WORK TO COMPLETE
Rewrite only the lines from the line with "trace the outline of every instance of the bush" to the line with "[[[256,15],[256,0],[0,0],[0,22],[96,22]]]", swapping "vertices" for "points" and leaving everything else unchanged.

DATASET EXTRACT
===
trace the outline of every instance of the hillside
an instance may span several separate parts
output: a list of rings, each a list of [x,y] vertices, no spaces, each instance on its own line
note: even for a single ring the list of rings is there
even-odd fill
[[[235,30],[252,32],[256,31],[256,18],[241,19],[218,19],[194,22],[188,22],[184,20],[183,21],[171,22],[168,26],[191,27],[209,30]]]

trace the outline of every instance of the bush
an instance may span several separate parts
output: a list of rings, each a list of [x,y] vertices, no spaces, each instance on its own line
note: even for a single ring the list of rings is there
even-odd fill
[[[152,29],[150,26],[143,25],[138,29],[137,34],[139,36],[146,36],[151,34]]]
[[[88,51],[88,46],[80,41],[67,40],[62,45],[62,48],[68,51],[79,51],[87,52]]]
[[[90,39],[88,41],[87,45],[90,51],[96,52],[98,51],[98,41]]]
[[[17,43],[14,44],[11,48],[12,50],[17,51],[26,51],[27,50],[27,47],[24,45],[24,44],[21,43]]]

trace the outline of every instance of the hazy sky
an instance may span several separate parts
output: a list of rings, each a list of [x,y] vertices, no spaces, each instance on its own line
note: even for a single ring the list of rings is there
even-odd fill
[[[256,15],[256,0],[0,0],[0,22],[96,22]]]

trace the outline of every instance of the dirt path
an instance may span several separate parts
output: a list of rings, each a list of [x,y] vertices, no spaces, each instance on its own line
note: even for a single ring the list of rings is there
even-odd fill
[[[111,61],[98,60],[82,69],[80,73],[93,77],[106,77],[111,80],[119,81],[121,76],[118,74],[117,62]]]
===
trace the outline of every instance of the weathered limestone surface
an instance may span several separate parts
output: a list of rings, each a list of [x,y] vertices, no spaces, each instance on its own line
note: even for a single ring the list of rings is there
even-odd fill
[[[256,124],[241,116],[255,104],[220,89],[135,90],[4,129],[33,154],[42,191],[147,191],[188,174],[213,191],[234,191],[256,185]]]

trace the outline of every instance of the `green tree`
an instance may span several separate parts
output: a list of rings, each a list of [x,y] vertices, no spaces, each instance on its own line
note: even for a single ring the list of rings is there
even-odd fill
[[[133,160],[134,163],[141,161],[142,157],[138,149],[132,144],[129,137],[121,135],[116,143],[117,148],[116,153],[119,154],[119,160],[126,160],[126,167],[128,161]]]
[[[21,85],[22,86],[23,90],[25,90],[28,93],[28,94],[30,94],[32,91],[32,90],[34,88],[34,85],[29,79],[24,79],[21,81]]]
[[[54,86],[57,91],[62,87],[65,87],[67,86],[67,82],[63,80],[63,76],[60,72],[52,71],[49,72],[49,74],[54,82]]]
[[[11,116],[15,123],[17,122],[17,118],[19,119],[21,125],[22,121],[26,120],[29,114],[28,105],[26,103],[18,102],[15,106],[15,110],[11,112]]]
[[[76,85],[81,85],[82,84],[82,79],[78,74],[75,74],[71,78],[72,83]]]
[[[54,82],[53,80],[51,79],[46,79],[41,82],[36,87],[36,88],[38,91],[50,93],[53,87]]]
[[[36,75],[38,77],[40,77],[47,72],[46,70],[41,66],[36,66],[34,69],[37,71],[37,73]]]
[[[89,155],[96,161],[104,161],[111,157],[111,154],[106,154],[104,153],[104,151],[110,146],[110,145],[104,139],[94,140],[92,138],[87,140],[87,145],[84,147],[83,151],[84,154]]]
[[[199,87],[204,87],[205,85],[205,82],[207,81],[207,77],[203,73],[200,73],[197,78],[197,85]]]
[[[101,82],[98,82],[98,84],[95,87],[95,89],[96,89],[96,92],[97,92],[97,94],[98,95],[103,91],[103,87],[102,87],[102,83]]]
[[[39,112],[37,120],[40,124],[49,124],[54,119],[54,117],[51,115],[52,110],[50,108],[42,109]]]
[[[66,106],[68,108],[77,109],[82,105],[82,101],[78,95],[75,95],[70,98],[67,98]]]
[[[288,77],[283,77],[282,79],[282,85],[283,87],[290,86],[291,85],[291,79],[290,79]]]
===
EXERCISE OUTPUT
trace the outline of every instance of the bush
an instance may span several separate parts
output: a list of rings, each a list of [x,y] points, no spaces, each instance on its own line
note: even for a single ring the list of rings is there
even-odd fill
[[[152,29],[150,26],[143,25],[138,29],[137,34],[139,36],[146,36],[151,34]]]
[[[88,51],[88,46],[80,41],[67,40],[62,45],[62,48],[68,51],[79,51],[87,52]]]
[[[90,39],[88,41],[87,45],[90,51],[96,52],[98,51],[98,41]]]
[[[17,43],[14,44],[11,48],[12,50],[17,51],[26,51],[27,50],[27,47],[24,45],[24,44],[21,43]]]

trace the outline of every instance of the hazy sky
an instance may span several separate parts
output: a list of rings, each a list of [x,y] points, no spaces, each instance on its own line
note: even for a single ring the list of rings is there
even-odd fill
[[[256,15],[256,0],[0,0],[0,22],[96,22]]]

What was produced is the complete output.